[[ Data to examine open ]]

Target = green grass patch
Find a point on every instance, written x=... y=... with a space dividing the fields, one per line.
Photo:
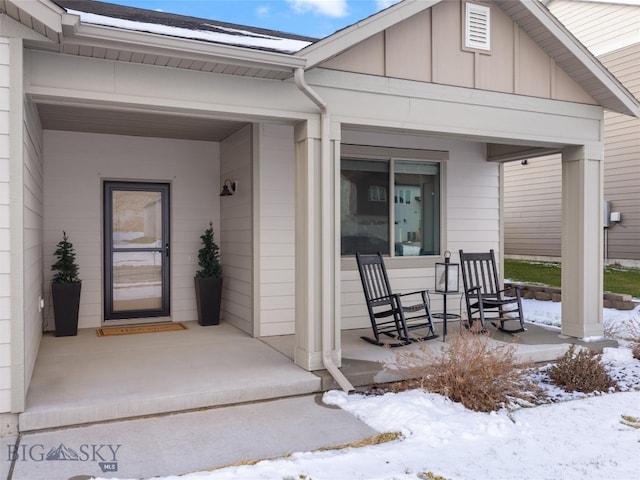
x=616 y=279
x=537 y=273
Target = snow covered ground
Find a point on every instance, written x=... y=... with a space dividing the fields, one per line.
x=578 y=436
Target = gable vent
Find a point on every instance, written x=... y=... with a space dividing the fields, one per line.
x=477 y=34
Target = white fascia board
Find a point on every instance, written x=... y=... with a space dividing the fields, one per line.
x=340 y=41
x=109 y=37
x=581 y=53
x=45 y=11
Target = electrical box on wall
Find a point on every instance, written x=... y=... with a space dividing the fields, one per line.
x=606 y=213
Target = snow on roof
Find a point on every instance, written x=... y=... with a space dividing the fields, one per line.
x=204 y=30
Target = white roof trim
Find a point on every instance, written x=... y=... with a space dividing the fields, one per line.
x=87 y=34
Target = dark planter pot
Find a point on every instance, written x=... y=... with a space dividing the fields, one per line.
x=208 y=299
x=66 y=303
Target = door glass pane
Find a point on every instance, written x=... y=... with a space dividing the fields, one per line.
x=137 y=219
x=137 y=281
x=364 y=205
x=416 y=208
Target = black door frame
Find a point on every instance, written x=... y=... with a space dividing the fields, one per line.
x=109 y=250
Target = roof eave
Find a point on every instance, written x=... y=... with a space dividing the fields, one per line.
x=95 y=35
x=625 y=102
x=336 y=43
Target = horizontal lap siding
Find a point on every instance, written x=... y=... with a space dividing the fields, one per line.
x=276 y=217
x=533 y=192
x=33 y=222
x=75 y=165
x=532 y=207
x=236 y=234
x=622 y=165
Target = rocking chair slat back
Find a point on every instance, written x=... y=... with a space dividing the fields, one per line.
x=479 y=270
x=486 y=302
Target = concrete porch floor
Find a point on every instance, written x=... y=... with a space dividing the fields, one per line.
x=87 y=379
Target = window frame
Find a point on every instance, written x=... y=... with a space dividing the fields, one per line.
x=392 y=155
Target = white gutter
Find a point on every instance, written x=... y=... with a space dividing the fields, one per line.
x=326 y=221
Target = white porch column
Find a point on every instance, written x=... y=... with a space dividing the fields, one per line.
x=317 y=272
x=582 y=236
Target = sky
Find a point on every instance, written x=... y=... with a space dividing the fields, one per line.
x=573 y=437
x=313 y=18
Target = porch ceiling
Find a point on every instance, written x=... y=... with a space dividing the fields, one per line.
x=135 y=123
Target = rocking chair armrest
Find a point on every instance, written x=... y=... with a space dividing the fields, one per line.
x=473 y=290
x=384 y=297
x=422 y=292
x=510 y=289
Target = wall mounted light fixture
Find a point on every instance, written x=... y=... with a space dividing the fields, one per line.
x=228 y=188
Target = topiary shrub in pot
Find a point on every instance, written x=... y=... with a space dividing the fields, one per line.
x=65 y=289
x=208 y=280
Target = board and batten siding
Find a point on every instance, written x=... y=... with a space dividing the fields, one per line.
x=471 y=217
x=5 y=243
x=275 y=217
x=75 y=166
x=427 y=47
x=236 y=230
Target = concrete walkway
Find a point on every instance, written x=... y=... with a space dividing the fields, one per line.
x=183 y=442
x=221 y=420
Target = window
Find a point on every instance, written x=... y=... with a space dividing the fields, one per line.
x=404 y=222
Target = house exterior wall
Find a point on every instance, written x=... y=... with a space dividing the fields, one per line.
x=532 y=207
x=236 y=230
x=622 y=162
x=275 y=216
x=515 y=64
x=533 y=191
x=33 y=196
x=75 y=166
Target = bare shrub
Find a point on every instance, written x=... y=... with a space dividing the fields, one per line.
x=581 y=371
x=473 y=371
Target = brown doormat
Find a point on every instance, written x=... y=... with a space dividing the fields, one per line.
x=133 y=329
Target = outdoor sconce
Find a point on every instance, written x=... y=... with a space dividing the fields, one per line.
x=447 y=275
x=228 y=188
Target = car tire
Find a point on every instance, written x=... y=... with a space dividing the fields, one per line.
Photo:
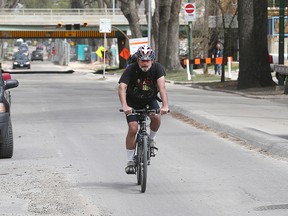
x=6 y=147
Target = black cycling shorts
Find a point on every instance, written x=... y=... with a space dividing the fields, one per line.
x=152 y=105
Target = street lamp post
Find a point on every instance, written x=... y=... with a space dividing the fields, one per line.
x=149 y=22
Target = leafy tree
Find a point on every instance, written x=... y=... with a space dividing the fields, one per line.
x=37 y=4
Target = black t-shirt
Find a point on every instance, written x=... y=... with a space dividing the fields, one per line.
x=142 y=86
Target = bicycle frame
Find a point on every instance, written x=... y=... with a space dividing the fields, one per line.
x=142 y=150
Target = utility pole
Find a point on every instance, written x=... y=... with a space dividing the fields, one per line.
x=281 y=40
x=190 y=39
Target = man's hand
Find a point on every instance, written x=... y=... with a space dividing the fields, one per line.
x=164 y=110
x=127 y=110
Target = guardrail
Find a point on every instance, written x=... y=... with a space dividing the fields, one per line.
x=66 y=16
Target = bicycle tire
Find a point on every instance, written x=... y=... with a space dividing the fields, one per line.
x=138 y=162
x=144 y=163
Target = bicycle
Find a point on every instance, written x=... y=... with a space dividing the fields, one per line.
x=142 y=155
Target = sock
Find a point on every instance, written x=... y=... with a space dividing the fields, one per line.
x=130 y=154
x=152 y=135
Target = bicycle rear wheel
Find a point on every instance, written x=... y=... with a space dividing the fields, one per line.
x=143 y=164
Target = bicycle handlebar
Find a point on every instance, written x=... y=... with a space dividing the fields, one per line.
x=140 y=111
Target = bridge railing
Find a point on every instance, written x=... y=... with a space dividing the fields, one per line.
x=66 y=16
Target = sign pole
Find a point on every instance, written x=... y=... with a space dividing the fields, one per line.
x=189 y=11
x=104 y=55
x=104 y=27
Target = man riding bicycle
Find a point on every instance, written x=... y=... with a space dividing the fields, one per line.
x=138 y=87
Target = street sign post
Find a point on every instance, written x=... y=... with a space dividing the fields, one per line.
x=189 y=11
x=190 y=15
x=104 y=27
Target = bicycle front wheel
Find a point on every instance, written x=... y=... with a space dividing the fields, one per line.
x=144 y=164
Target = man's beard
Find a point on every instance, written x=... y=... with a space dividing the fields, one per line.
x=145 y=69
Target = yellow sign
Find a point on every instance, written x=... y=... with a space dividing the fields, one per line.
x=70 y=34
x=99 y=51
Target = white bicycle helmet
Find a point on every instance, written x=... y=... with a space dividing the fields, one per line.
x=145 y=53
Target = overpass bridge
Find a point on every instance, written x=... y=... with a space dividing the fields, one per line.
x=43 y=23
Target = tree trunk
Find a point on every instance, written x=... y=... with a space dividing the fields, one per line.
x=172 y=56
x=253 y=56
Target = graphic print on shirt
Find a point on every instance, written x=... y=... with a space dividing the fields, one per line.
x=144 y=89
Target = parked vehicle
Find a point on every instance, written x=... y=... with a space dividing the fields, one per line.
x=21 y=61
x=36 y=55
x=6 y=132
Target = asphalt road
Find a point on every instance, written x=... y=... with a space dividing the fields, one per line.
x=69 y=159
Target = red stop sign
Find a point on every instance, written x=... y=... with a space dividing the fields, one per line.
x=189 y=8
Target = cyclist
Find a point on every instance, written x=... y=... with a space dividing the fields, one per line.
x=138 y=87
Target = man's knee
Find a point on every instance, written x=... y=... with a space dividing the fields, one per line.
x=133 y=127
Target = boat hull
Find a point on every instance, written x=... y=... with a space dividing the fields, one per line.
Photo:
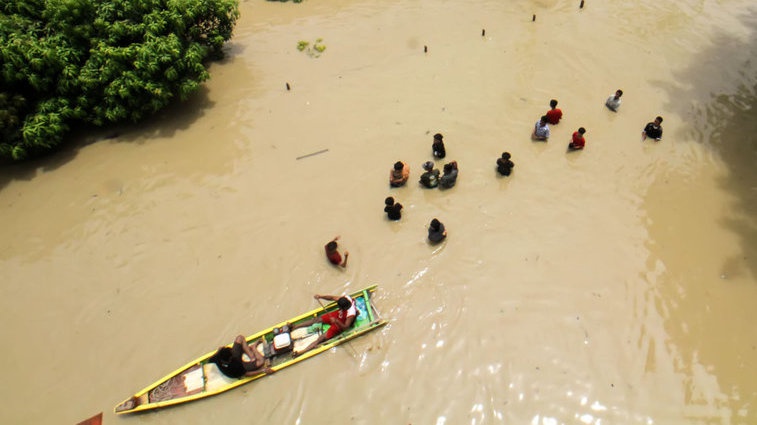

[[ Data to examine closed ]]

--- Instructions to follow ---
Retype every record as it stands. None of the pictures should appear.

--- Finished task ---
Target = green grass patch
Find a point on every instance, written x=... y=... with a space dividing the fields, one per line.
Photo:
x=616 y=279
x=537 y=273
Target = snow covered ground
Find a point on every instance, written x=... y=... with a space dividing the fields, one per line.
x=578 y=436
Target = gable vent
Find a point on every instance, written x=... y=... with a space dividing the fields, one per line.
x=477 y=34
Target = white fascia board
Find a point on every instance, written x=... y=... with a space dividing the fields, one per line.
x=340 y=41
x=109 y=37
x=581 y=53
x=45 y=11
Target = electrical box on wall
Find a point on every instance, written x=... y=... with a space dividing the fields, one per line.
x=606 y=213
Target = snow on roof
Find a point on every instance, written x=... y=... with a space dividing the fields, one per line.
x=204 y=30
Target = white roof trim
Find a point on every instance, written x=... y=... with a space dividing the fields, one per line.
x=87 y=34
Target = dark planter pot
Find a point on every instance, written x=... y=... with a space dividing the fields, one per line.
x=208 y=299
x=66 y=303
Target = door glass pane
Find a point on every instance, written x=... y=... with a space dividing the fields, one per line.
x=137 y=219
x=137 y=281
x=364 y=205
x=416 y=208
Target = black door frame
Find a point on every instance, written x=... y=... with a space dividing the fields, one per line.
x=109 y=250
Target = roof eave
Find a point on every instance, written x=... y=... with a space dividing the fields, one per line.
x=95 y=35
x=625 y=102
x=336 y=43
Target = horizontal lap siding
Find a point on every instance, written x=... y=... with a space dividing the fields, one per line.
x=276 y=217
x=533 y=192
x=33 y=222
x=75 y=165
x=532 y=207
x=236 y=234
x=622 y=165
Target = rocking chair slat back
Find a point on every instance, written x=... y=... with a space dividing the fields, one per line.
x=479 y=270
x=486 y=302
Target = concrete porch floor
Find a point on every instance, written x=... y=... with a space dividing the fields, one per line.
x=87 y=379
Target = window frame
Find a point on every instance, written x=... y=... with a space dividing the fields, one per line.
x=392 y=155
Target = white gutter
Find a point on every instance, written x=... y=... with a space dividing the fields, one per line.
x=326 y=221
Target = white porch column
Find a point on every instance, written x=... y=... with a space dividing the fields, one per line.
x=317 y=272
x=582 y=236
Target = sky
Find a point on every instance, written x=... y=... with a space dividing the fields, one per line.
x=573 y=437
x=313 y=18
Target = porch ceiling
Find a point on every instance, written x=... y=... with a space dividing the fields, one per line.
x=135 y=123
Target = rocking chair armrest
Find a point on every instance, written x=... y=... with a space dividing the fields, one per line.
x=473 y=290
x=384 y=297
x=422 y=292
x=510 y=289
Target = wall mounted light fixture
Find a point on every instance, written x=... y=... with a space dividing the fields, one per line.
x=228 y=188
Target = topiary shrub in pot
Find a point on every instance, written x=... y=... with a space dividing the fields, one per line.
x=65 y=289
x=208 y=280
Target = board and batten siding
Find a point on every instance, written x=... y=... with a space dividing the fields, one per line.
x=471 y=217
x=5 y=243
x=275 y=217
x=75 y=166
x=427 y=47
x=236 y=230
Target = concrete walkway
Find a point on every instance, written x=... y=... with a space dividing the fields, one per line.
x=183 y=442
x=221 y=420
Target = window
Find a point on every instance, written x=... y=... with a space dividing the fields, one per line.
x=404 y=222
Target = house exterior wall
Find a point on every instance, written x=... y=... with a space dividing the fields, one per line.
x=532 y=207
x=236 y=230
x=622 y=162
x=275 y=216
x=515 y=64
x=533 y=191
x=33 y=196
x=75 y=166
Target = bare shrub
Find a point on every instance, written x=... y=... with a space dividing the fields, one per line.
x=581 y=371
x=473 y=371
Target = brown doormat
Find a point on every instance, written x=... y=... with a space dividing the fields, one per line.
x=133 y=329
Target = outdoor sconce
Find a point on every instance, written x=... y=... with a space dividing the fields, one per line.
x=447 y=275
x=228 y=188
Target = car tire
Find a point on every instance, written x=... y=... with a space dividing the fields, one per line.
Photo:
x=6 y=147
Target = black cycling shorts
Find a point on every instance, written x=... y=... with a space dividing the fields, one per line.
x=152 y=105
Target = street lamp post
Find a point on every instance, written x=... y=... with a space dividing the fields, one per line.
x=149 y=22
Target = leafy tree
Find a point on every instance, written x=... y=... with a space dividing the fields, one per line.
x=37 y=4
Target = black t-shirt
Find a point on every instance, written x=... y=... with a space dividing the fields, one per line.
x=142 y=86
Target = bicycle frame
Find a point on every instance, written x=... y=... with a space dividing the fields, one per line.
x=142 y=150
Target = utility pole
Find a point on every instance, written x=... y=... with a space dividing the fields, one per line.
x=281 y=40
x=190 y=39
Target = man's hand
Find a point on every instance, written x=... y=... with a space dividing the fields, one per line.
x=164 y=110
x=127 y=110
Target = guardrail
Find a point on every instance, written x=... y=... with a space dividing the fields, one per line.
x=66 y=16
Target = bicycle tire
Find a point on every instance, written x=... y=... with a space dividing the fields, one per line.
x=138 y=162
x=144 y=163
Target = bicycle
Find a point on every instance, written x=... y=... with a space dividing the fields, one per line.
x=142 y=155
Target = sock
Find a point on every instance, written x=... y=... with a space dividing the fields, one per line.
x=130 y=154
x=152 y=135
Target = bicycle rear wheel
Find a point on every instance, written x=... y=... with a space dividing the fields, one per line.
x=143 y=164
Target = bicycle handlebar
Find a point on every instance, written x=... y=... with a space dividing the fields, one per line.
x=140 y=111
Target = bridge railing
Find a point on every instance, written x=... y=... with a space dividing the fields, one per line.
x=66 y=16
Target = sign pole
Find a point on every instance, written x=... y=... with a space dividing the fields, one per line.
x=189 y=11
x=104 y=55
x=104 y=27
Target = man riding bicycle
Find a point on every instance, written x=... y=... with a space dividing the fields, one per line.
x=138 y=87
Target = street sign post
Find a point on every instance, written x=... y=... with a space dividing the fields, one per line.
x=189 y=11
x=190 y=15
x=104 y=27
Target = bicycle front wheel
Find a point on every instance, written x=... y=... with a space dividing the fields, one per line.
x=144 y=164
Target = man's beard
Find a point on every instance, written x=... y=... with a space dividing the fields, one per line.
x=145 y=69
Target = yellow sign
Find a point on every instance, written x=... y=... with a space dividing the fields, one per line.
x=70 y=34
x=99 y=51
Target = white bicycle helmet
Find a point on every instance, written x=... y=... with a space dividing the fields, one per line.
x=145 y=53
Target = overpass bridge
Find a point on every instance, written x=... y=... with a space dividing the fields, one per line.
x=43 y=23
Target = tree trunk
Find a point on every instance, written x=... y=... with a space dividing the fields, one per line.
x=172 y=56
x=253 y=56
Target = graphic print on shirt
Find a point on every instance, written x=... y=... with a space dividing the fields, one per line.
x=144 y=89
Target = parked vehicle
Find a point on every instance, written x=... y=... with a space dividing the fields, one per line.
x=21 y=61
x=36 y=55
x=6 y=132
Target = asphalt road
Find a point on every instance, written x=... y=... with a space dividing the fields, one per line.
x=69 y=159
Target = red stop sign
Find a point on every instance, written x=... y=... with a space dividing the fields, one per line.
x=189 y=8
Target = cyclist
Find a point on every instance, written x=... y=... with a space dividing the fields, one per line.
x=138 y=87
Target = man's knee
Find a point on every instance, written x=... y=... with a space dividing the fields, one per line.
x=133 y=127
Target = boat hull
Find a point on every instance, written x=... y=... with a space dividing the fields, one per line.
Photo:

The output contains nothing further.